=== RECORD EXTRACTS ===

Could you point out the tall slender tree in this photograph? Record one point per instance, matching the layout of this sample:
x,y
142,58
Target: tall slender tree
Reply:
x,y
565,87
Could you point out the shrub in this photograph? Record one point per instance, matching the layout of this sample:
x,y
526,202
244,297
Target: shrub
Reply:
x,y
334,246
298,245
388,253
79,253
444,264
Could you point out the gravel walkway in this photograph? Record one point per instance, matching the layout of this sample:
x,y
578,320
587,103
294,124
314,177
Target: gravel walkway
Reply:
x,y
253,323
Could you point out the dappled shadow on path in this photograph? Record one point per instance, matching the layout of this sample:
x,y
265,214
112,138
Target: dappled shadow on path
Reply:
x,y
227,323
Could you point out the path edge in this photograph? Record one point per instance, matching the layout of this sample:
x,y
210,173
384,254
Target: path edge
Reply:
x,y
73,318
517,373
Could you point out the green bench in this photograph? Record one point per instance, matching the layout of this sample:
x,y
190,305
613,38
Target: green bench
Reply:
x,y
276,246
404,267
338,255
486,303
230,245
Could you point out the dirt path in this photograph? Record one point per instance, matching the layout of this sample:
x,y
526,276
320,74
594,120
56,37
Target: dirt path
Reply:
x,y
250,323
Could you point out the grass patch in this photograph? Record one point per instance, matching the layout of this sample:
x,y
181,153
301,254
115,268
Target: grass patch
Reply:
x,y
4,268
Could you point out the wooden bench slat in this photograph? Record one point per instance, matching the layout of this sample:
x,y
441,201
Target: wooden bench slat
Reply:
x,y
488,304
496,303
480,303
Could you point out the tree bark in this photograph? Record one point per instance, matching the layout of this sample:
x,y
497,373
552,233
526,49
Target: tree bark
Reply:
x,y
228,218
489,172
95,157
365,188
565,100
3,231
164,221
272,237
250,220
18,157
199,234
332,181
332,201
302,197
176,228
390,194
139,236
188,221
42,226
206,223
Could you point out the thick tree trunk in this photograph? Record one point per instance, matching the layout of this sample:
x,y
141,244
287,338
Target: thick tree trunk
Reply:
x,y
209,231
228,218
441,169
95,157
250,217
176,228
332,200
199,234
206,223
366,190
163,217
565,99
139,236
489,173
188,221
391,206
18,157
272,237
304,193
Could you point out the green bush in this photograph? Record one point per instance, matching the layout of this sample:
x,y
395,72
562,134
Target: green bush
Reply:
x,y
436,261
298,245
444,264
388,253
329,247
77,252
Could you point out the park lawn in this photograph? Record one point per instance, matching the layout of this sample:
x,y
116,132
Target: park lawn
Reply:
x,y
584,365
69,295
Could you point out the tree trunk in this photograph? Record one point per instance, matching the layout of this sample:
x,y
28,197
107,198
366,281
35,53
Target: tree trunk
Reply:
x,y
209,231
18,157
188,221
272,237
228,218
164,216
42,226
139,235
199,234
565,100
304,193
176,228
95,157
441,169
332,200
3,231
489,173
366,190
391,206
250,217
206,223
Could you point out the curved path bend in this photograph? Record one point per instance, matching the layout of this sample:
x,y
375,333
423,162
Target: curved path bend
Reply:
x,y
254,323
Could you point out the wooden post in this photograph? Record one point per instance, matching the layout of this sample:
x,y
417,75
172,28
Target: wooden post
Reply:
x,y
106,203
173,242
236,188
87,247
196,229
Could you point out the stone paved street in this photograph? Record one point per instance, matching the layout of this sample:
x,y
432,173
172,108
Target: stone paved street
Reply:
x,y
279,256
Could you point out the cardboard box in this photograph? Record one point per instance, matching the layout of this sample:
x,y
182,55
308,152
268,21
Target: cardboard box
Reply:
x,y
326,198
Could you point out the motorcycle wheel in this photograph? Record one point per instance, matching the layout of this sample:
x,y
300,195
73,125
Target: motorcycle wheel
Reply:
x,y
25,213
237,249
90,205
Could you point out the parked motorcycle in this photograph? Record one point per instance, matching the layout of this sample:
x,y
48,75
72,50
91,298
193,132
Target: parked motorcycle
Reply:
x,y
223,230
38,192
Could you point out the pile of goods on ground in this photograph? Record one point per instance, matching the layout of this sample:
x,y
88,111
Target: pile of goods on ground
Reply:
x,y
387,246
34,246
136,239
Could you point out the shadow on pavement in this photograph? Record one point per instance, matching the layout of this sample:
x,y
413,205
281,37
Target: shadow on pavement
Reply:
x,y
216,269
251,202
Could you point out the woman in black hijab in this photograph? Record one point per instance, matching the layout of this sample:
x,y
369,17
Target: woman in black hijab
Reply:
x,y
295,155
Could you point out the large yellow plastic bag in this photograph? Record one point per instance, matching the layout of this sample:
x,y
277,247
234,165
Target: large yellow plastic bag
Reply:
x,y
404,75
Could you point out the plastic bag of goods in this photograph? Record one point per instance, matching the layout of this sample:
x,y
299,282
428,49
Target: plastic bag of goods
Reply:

===

* **WORK ORDER**
What is needed is one number, the count of lines in the listing above that contain the word "path".

* **EXERCISE ANSWER**
8